::: Dataset content :::
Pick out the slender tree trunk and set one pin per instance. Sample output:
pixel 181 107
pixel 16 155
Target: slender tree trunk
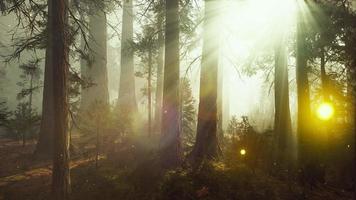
pixel 97 68
pixel 84 40
pixel 159 87
pixel 324 78
pixel 306 156
pixel 127 96
pixel 97 147
pixel 282 118
pixel 31 94
pixel 171 142
pixel 44 147
pixel 220 110
pixel 58 46
pixel 206 145
pixel 149 95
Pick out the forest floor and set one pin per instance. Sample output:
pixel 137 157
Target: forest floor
pixel 135 174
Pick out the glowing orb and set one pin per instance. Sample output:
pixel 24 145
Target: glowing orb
pixel 325 111
pixel 242 152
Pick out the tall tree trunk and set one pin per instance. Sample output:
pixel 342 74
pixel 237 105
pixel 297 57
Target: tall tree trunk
pixel 84 40
pixel 206 144
pixel 58 46
pixel 44 147
pixel 306 156
pixel 171 142
pixel 220 103
pixel 159 86
pixel 282 118
pixel 149 95
pixel 97 69
pixel 324 77
pixel 127 96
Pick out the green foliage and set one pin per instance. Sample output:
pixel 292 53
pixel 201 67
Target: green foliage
pixel 216 181
pixel 5 114
pixel 98 126
pixel 188 115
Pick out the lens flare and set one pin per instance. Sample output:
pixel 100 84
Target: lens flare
pixel 325 111
pixel 242 152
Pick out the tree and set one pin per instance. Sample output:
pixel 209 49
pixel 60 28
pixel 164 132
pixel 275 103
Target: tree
pixel 96 70
pixel 127 97
pixel 171 143
pixel 44 145
pixel 30 80
pixel 4 114
pixel 147 49
pixel 282 119
pixel 206 144
pixel 160 63
pixel 58 48
pixel 187 115
pixel 22 124
pixel 306 156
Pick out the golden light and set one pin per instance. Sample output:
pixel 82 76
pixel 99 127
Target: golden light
pixel 242 152
pixel 325 111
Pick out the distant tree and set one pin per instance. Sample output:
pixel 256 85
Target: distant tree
pixel 171 142
pixel 4 114
pixel 306 154
pixel 282 119
pixel 187 115
pixel 147 50
pixel 96 69
pixel 58 46
pixel 30 81
pixel 127 97
pixel 24 122
pixel 206 145
pixel 96 124
pixel 159 11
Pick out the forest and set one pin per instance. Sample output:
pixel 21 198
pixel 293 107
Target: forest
pixel 178 99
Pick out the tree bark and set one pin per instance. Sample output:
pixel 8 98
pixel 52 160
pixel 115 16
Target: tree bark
pixel 171 143
pixel 127 96
pixel 206 144
pixel 44 147
pixel 58 46
pixel 282 118
pixel 149 95
pixel 97 66
pixel 306 155
pixel 159 86
pixel 324 77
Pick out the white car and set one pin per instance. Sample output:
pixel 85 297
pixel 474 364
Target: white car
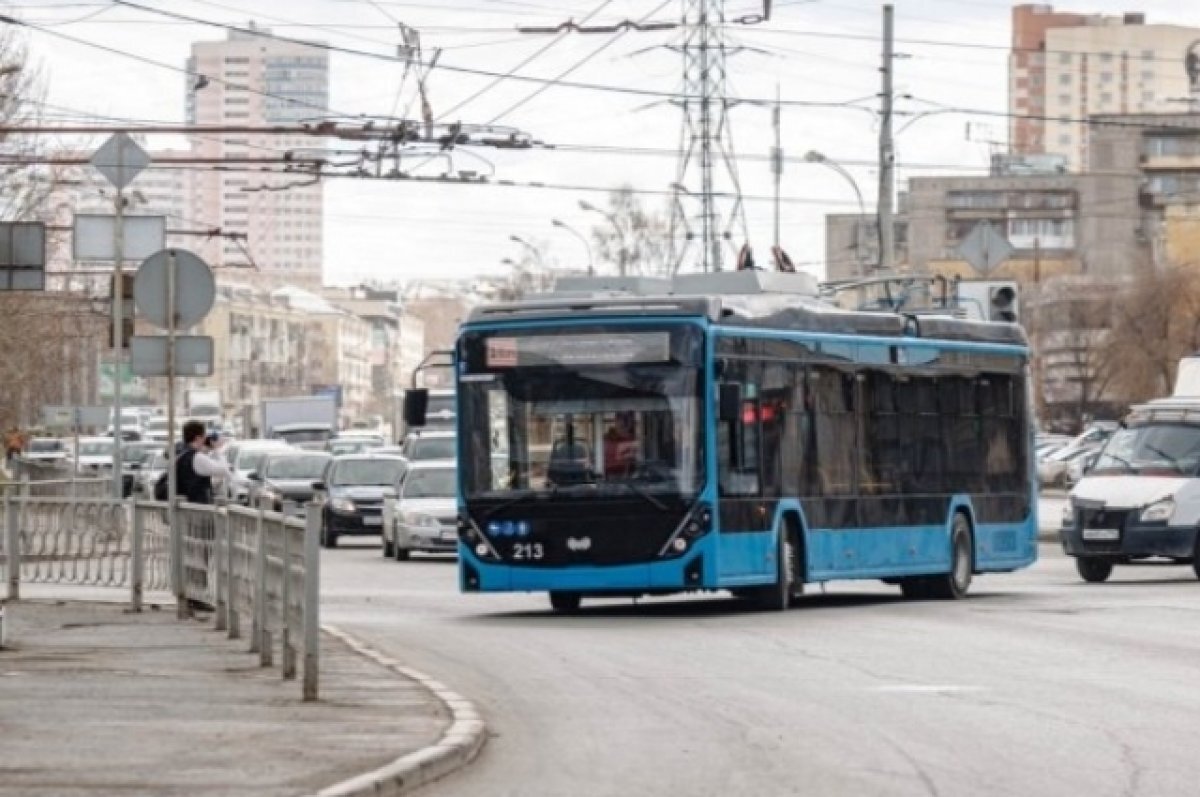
pixel 244 457
pixel 95 455
pixel 424 516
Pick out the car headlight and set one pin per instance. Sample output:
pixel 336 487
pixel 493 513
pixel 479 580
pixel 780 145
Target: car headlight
pixel 1158 511
pixel 419 520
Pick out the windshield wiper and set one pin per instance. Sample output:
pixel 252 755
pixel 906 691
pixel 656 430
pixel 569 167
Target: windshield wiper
pixel 520 499
pixel 642 492
pixel 1158 451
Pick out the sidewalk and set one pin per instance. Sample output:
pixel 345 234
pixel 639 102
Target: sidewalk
pixel 96 701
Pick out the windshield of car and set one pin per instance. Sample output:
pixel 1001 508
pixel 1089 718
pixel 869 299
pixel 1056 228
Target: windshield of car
pixel 297 467
pixel 357 473
pixel 435 483
pixel 99 448
pixel 1156 448
pixel 432 448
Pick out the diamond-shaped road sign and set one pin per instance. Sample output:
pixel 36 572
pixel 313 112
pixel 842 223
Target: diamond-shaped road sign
pixel 120 160
pixel 984 247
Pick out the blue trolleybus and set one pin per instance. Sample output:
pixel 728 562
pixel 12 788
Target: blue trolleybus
pixel 735 431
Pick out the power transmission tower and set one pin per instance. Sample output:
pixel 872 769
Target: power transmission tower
pixel 706 147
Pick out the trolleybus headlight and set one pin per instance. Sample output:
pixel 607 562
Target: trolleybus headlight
pixel 1158 511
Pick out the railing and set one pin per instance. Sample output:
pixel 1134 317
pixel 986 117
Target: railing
pixel 245 564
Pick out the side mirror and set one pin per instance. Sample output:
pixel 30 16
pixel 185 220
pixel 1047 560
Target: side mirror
pixel 730 402
pixel 417 402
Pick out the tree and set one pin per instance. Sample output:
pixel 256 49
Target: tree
pixel 1156 322
pixel 633 240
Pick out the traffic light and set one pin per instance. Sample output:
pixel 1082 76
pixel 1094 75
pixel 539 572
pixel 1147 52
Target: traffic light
pixel 126 286
pixel 997 300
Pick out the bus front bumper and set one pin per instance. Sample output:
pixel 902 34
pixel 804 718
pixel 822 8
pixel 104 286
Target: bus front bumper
pixel 671 575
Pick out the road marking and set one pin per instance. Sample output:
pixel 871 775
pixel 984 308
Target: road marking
pixel 925 689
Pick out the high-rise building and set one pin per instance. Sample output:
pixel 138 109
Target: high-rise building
pixel 256 81
pixel 1067 67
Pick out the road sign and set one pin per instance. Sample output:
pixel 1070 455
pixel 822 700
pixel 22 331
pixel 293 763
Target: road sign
pixel 95 237
pixel 120 160
pixel 193 355
pixel 22 256
pixel 195 288
pixel 985 247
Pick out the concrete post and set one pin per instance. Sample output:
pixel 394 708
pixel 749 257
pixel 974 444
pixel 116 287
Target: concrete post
pixel 137 564
pixel 261 618
pixel 311 601
pixel 217 562
pixel 288 663
pixel 12 546
pixel 233 622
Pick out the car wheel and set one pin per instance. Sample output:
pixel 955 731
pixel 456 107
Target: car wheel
pixel 565 603
pixel 1093 570
pixel 955 583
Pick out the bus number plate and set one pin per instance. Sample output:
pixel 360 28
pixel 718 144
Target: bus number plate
pixel 528 551
pixel 1102 534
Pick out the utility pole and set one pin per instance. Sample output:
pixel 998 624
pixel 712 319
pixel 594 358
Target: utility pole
pixel 118 340
pixel 777 157
pixel 887 150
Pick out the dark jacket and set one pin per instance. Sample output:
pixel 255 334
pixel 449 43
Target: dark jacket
pixel 190 485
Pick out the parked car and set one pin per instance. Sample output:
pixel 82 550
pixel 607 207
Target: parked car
pixel 133 459
pixel 96 455
pixel 352 492
pixel 244 457
pixel 46 450
pixel 1053 469
pixel 148 475
pixel 285 479
pixel 430 444
pixel 425 513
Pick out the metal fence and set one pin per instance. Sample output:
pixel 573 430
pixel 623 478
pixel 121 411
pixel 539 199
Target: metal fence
pixel 245 564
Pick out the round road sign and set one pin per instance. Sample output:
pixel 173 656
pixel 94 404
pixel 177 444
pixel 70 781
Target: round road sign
pixel 195 288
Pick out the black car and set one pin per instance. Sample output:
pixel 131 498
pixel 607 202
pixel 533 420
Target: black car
pixel 352 492
pixel 286 479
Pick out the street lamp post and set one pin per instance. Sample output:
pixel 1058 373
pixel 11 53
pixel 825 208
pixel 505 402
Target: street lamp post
pixel 813 156
pixel 562 225
pixel 623 253
pixel 533 250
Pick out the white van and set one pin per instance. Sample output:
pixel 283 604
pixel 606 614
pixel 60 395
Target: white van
pixel 1140 501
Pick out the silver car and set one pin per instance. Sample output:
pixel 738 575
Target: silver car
pixel 424 516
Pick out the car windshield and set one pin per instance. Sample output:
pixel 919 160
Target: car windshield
pixel 304 436
pixel 297 467
pixel 366 473
pixel 609 412
pixel 435 483
pixel 433 448
pixel 1155 448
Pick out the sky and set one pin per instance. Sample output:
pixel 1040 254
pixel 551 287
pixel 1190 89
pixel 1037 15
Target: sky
pixel 822 58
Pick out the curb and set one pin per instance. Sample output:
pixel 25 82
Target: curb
pixel 457 747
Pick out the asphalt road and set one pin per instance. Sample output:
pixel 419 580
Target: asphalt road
pixel 1037 684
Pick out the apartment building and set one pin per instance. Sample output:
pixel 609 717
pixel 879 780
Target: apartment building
pixel 1067 67
pixel 253 81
:::
▶ _Work to be completed_: Reproduce the data verbatim, starting with the line containing "Pick out the green" and continuing through the line containing "pixel 159 11", with both of those lines included.

▶ _Complete answer_:
Pick out the green foliage and set one pin per instance. Sample output:
pixel 292 53
pixel 201 67
Target: green foliage
pixel 216 181
pixel 5 114
pixel 98 126
pixel 188 115
Pick out the lens flare and set one pin per instance. Sample output:
pixel 100 84
Target: lens flare
pixel 325 111
pixel 242 152
Pick out the tree and set one pin per instance. Sample output:
pixel 209 49
pixel 60 28
pixel 164 132
pixel 275 103
Target: tree
pixel 96 70
pixel 127 97
pixel 171 143
pixel 44 145
pixel 30 80
pixel 4 114
pixel 147 49
pixel 282 119
pixel 206 144
pixel 160 63
pixel 58 48
pixel 187 115
pixel 22 124
pixel 306 156
Pick out the golden light and set one pin per instance. Sample output:
pixel 82 76
pixel 99 127
Target: golden light
pixel 242 152
pixel 325 111
Pick out the distant tree and set one pin per instance. Sample output:
pixel 256 85
Target: distant tree
pixel 171 142
pixel 4 114
pixel 306 154
pixel 282 119
pixel 187 115
pixel 147 50
pixel 96 69
pixel 58 46
pixel 30 81
pixel 127 97
pixel 24 122
pixel 206 145
pixel 96 124
pixel 159 11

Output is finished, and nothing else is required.